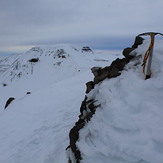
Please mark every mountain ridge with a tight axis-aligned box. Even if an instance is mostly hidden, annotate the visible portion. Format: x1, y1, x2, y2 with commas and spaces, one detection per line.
0, 40, 163, 163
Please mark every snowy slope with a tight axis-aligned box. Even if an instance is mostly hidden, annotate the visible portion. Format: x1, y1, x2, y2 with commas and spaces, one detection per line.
0, 45, 121, 111
0, 54, 21, 75
0, 45, 120, 163
77, 40, 163, 163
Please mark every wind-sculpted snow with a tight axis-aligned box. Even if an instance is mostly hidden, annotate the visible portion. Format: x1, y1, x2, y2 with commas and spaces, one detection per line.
76, 39, 163, 163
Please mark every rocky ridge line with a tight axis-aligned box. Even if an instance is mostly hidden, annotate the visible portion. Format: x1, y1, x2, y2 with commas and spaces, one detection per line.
66, 36, 144, 163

__________

(What you should do):
The response is the exact set of lines from the one holding "Please mark every wind-sculpted" through the last line of the material.

(Solution to the exercise):
Please mark every wind-sculpted snow with a tight axis-aligned box. Even if an instance is mostly hidden, annotate the visible portion. Format: x1, y1, x2, y2 with commas and spaces, one detection per line.
76, 39, 163, 163
Please mark every rocky ridge line with a tight axis-aligned box. Even if an instance is mostly hidden, annotate the visible portion. Format: x1, y1, x2, y2 with commas and spaces, one detection per line.
66, 36, 144, 163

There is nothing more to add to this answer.